**À faire 1**
Répondez à ces questions sur l'article sur le dioxyde de titane :
(a) Quelle somme la start-up de l'Université de Fribourg vient-elle de lever ?
(b) Dans quels produits le dioxyde de titane a-t-il été interdit l'an dernier, et où ?
(c) Quelle fonction occupe Lukas Schertel ?
**À faire 2**
Dans l'article sur le dioxyde de titane, remplacez « pigment » par « colorant » et recopiez le passage allant de « Le dioxyde de titane : un » jusqu'à « propriétés potentiellement cancérogènes. ».
**À faire 3**
Réécrivez sous forme de liste le paragraphe de l'article sur le dioxyde de titane qui commence par « A l'Université de Fribourg », en gardant ses faits principaux.

**Extrait à lire**
+++
Utiliser de la cellulose – autrement dit des plantes – pour remplacer le dioxyde de titane, un pigment blanc encore impliqué dans la préparation de plusieurs produits cosmétiques et médicamenteux, mais contesté à cause de ses propriétés cancérogènes : voilà ce que propose une start-up de l’Université de Fribourg, qui vient de lever 3.4 millions de francs pour développer ses recherches.
Le dioxyde de titane : un pigment qui donne brillance, blancheur et opacité. L’an dernier, il a été interdit dans les produits alimentaires, en Europe et en Suisse. En cause : ses propriétés potentiellement cancérogènes.
Aujourd’hui, plusieurs cosmétiques et médicaments qui en contiennent aussi, sont à leur tour menacés. D’où l’intérêt de trouver des pigments de substitution, comme l’explique Sophie Michaud-Gigon, secrétaire générale de la Fédération romande des consommateurs (FRC): « Il y a un peu deux voies : soit on arrive à se passer de cette substance – tant mieux. Soit justement on n’arrive pas à s’en passer. Dans ce cas-là, il faut trouver une substitution. Et une substitution qui ne soit pas nocive pour la santé. »
A l’Université de Fribourg, une start-up développe une solution originale, à base de cellulose. Ce constituant principal des plantes est disponible en plaques dans le commerce. La matière est dissoute, puis subit un traitement chimique spécial, avant d’être séchée. En plus d’être 100% naturelle, cette poudre de cellulose a un autre avantage, assure Lukas Schertel, CEO de Impossible Materials: « Obtenir du blanc dans une préparation n’est pas difficile. Ce qui l’est, c’est d’y parvenir avec de très fines couches, donc très peu de matière. Nous avons trouvé une solution. Nous pouvons ainsi proposer à nos clients un matériau plus sûr, et meilleur marché. »
+++
**Données extraites**
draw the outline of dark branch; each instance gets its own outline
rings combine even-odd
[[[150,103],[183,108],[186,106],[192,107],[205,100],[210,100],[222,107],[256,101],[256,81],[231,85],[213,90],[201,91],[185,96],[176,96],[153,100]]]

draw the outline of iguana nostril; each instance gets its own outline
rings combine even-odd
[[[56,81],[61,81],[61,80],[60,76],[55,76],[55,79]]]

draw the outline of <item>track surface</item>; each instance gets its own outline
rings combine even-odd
+++
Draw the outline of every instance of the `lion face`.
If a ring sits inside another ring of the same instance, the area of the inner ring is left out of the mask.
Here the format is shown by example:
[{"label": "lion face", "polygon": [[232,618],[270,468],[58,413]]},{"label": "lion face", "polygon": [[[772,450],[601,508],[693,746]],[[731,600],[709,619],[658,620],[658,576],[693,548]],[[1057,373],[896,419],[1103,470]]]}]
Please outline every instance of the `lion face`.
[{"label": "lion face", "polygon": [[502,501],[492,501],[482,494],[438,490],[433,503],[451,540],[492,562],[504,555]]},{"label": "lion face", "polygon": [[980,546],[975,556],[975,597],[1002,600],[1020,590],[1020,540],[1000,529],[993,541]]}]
+++
**Votre réponse 1**
(a) 3.4 millions de francs.
(b) Dans les produits alimentaires, en Europe et en Suisse.
(c) Il est CEO de Impossible Materials.

**Votre réponse 2**
Le dioxyde de titane : un colorant qui donne brillance, blancheur et opacité. L’an dernier, il a été interdit dans les produits alimentaires, en Europe et en Suisse. En cause : ses propriétés potentiellement cancérogènes.

**Votre réponse 3**
- Une start-up de l'Université de Fribourg développe une solution à base de cellulose, constituant principal des plantes, disponible en plaques dans le commerce.
- La matière est dissoute, subit un traitement chimique spécial, puis est séchée.
- La poudre de cellulose obtenue est 100% naturelle.
- Selon Lukas Schertel, CEO de Impossible Materials, elle permet d'obtenir du blanc avec de très fines couches, donc très peu de matière.
- La start-up peut ainsi proposer à ses clients un matériau plus sûr et meilleur marché.